• [Supplied passage]
-- -- --

# Passing away - so sad....



## Newage (Aug 6, 2022)

So after many many years of exploring together, my close friend passed away on a trip to France, we have been all over the 
world together, Poland, USA, France, Germany and many many more counties.

We have been down bunkers, mines, quarries, old forts, every battle headquarters in the UK we have spent countless hours walking
around abandoned airfields and many many other places no matter how good or bad the weather he was all ways there by my side.

Helped me when times were hard by giving me a "leg up" when openings were just too high, tested out the water depth in
flooded mines and flooded quarries.

When the weeds and undergrowth were to high and think to get through he was there - ripping a path to get through. 

I`v come to piece with my deep loss.

Thanks for reading this - Newage

I`ll post a picture up at the bottom so than anybody who meet him can remember the good times.


----------



## night crawler (Aug 6, 2022)

No loss there then toss it in the skip and buy a decent one, that does not looks better than the one I tossed on my garage floor and looks less battered


----------



## Newage (Aug 6, 2022)

night crawler said:


> No loss there then toss it in the skip and buy a decent one, that does not looks better than the one I tossed on my garage floor and looks less battered



You have no heart.............
The tilt system went wonky....
Bye bye old chum


----------



## urban-dorset (Aug 7, 2022)

Gulp, I really thought it was a person you were taking about. Thank goodness. 

Did your newly-departed tripod have a name?


----------



## Newage (Aug 7, 2022)

urban-dorset said:


> Gulp, I really thought it was a person you were taking about. Thank goodness.
> 
> Did your newly-departed tripod have a name?



Normally called "Bloody thing" - as in - where`s that "bloody thing" or don`t trip over that "Bloody thing"......

Newage


----------



## Hayman (Aug 7, 2022)

Newage said:


> So after many many years of exploring together, my close friend passed away on a trip to France, we have been all over the
> world together, Poland, USA, France, Germany and many many more counties.
> 
> We have been down bunkers, mines, quarries, old forts, every battle headquarters in the UK we have spent countless hours walking
> ...


Let me know when a real "close friend" "passes on" - and I might have some kinder thoughts to express. Three legs good, two pretty useless.

-- -- --

• [Provided information]
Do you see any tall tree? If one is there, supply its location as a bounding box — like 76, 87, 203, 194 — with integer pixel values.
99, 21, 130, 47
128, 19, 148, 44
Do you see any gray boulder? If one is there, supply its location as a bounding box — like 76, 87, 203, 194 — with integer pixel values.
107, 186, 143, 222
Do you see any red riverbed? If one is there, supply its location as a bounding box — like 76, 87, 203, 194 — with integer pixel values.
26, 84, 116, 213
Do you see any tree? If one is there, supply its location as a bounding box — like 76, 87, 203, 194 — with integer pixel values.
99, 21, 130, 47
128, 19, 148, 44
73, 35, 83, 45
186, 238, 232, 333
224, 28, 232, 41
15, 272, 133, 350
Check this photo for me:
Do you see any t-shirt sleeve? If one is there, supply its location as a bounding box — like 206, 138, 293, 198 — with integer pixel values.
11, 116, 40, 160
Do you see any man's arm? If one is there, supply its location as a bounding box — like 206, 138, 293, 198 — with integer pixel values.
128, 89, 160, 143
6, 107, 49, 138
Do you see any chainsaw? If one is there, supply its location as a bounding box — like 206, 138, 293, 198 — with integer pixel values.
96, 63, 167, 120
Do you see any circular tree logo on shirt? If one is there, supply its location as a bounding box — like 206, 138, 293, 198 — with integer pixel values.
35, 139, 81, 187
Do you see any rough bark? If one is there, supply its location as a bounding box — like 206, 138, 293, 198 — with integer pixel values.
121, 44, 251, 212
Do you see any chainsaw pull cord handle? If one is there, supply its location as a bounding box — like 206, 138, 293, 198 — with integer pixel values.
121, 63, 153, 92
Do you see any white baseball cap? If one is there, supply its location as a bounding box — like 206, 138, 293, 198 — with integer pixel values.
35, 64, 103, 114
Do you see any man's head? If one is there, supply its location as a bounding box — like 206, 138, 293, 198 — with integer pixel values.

-- -- --

• [What is asked]
(a) Can you turn the rows from the one containing "Do you see any tree?" up to and including the one containing "96, 63, 167, 120" into a numbered list, leaving out any blank lines?
(b) Can you continue the forum thread about the departed tripod with the next post after its last one?

• [Answers by task]
(a)
1. Do you see any tree? If one is there, supply its location as a bounding box — like 76, 87, 203, 194 — with integer pixel values.
2. 99, 21, 130, 47
3. 128, 19, 148, 44
4. 73, 35, 83, 45
5. 186, 238, 232, 333
6. 224, 28, 232, 41
7. 15, 272, 133, 350
8. Check this photo for me:
9. Do you see any t-shirt sleeve? If one is there, supply its location as a bounding box — like 206, 138, 293, 198 — with integer pixel values.
10. 11, 116, 40, 160
11. Do you see any man's arm? If one is there, supply its location as a bounding box — like 206, 138, 293, 198 — with integer pixel values.
12. 128, 89, 160, 143
13. 6, 107, 49, 138
14. Do you see any chainsaw? If one is there, supply its location as a bounding box — like 206, 138, 293, 198 — with integer pixel values.
15. 96, 63, 167, 120

(b)
----------



## Cuban B. (Aug 8, 2022)

May I be the first to offer my condolences.


----------



## BikinGlynn (Aug 8, 2022)

Bit of crazy glue Im sure he will be fine!


----------



## Hayman (Aug 8, 2022)

urban-dorset said:


> Gulp, I really thought it was a person you were taking about. Thank goodness.
> 
> Did your newly-departed tripod have a name?


How about "Tripos"- all Greek to me! "A three-legged friend, a three-legged friend - it'll never let you down". "Two legs on my tripod - and I'm still taking pics". "One leg on my tripod - it's a monopod".


----------



## mick_3d (Aug 8, 2022)

night crawler said:


> No loss there then toss it in the skip and buy a decent one, that does not looks better than the one I tossed on my garage floor and looks less battered


 When I saw the pic, I have to admit that I thought the same. Still... Harsh!


----------



## old git (Aug 9, 2022)

Newage said:


> Normally called "Bloody thing" - as in - where`s that "bloody thing" or don`t trip over that "Bloody thing"......
> 
> Newage


Bi pod or Di Pod?


----------



## Newage (Aug 9, 2022)

old git said:


> Bi pod or Di Pod?


Dead-pod.................


----------



## Anarresti (Oct 5, 2022)

Im sorry for your pod loss, they do make great friends I can agree


----------



## Hayman (Oct 6, 2022)

old git said:


> Bi pod or Di Pod?


Latin or Greek prefix? I'm stuck on that one. I had a bi tripod once. Didn't know which way to screw it.


----------



## old git (Oct 17, 2022)

i did nt post these last few things.Whats occuring?


----------



## Hayman (Oct 18, 2022)

old git said:


> i did nt post these last few things.Whats occuring?


I was just picking up on you 9 Aug entry "Bi pod or Di Pod?" Newage's original 'obituary' for the "close friend [who] passed away on a trip to France" has given rise to a stream of humorous responses. Hurrah for the humble pun!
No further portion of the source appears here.